● INSTRUCTIONS TO FOLLOW: The only acceptable reply is the number of lines in the material below that hold "nose".

Top of INPUT DATA

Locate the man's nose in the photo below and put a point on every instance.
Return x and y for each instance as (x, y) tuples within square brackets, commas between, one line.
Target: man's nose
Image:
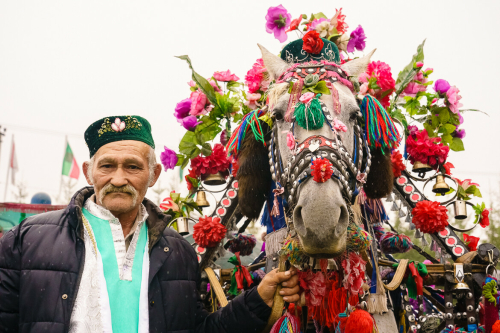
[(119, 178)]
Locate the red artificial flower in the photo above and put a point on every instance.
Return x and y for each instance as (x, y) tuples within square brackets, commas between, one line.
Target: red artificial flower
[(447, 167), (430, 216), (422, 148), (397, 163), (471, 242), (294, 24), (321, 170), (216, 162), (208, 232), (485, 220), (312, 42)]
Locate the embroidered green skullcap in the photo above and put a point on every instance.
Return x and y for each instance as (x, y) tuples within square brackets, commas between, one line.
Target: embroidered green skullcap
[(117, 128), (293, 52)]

Bottom of INPUT DATA
Top of INPUT DATA

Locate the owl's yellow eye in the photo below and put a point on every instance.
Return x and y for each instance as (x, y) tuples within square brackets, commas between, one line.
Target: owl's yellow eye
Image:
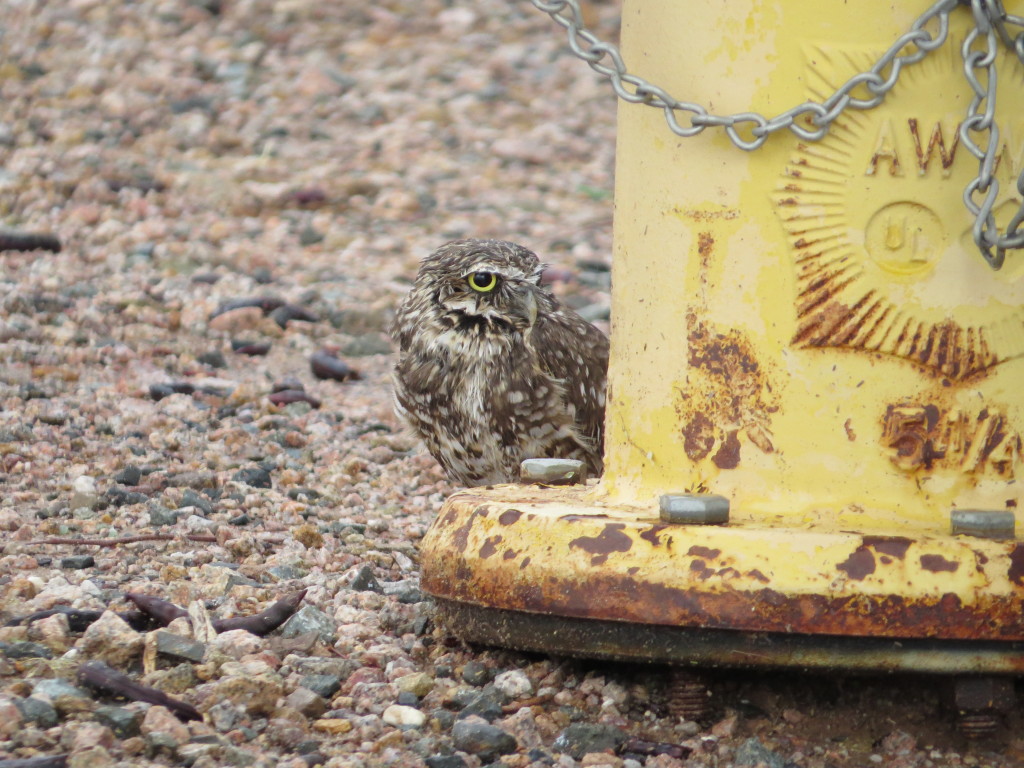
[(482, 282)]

Bottom of INPUT DATA

● TASK ANSWER: 2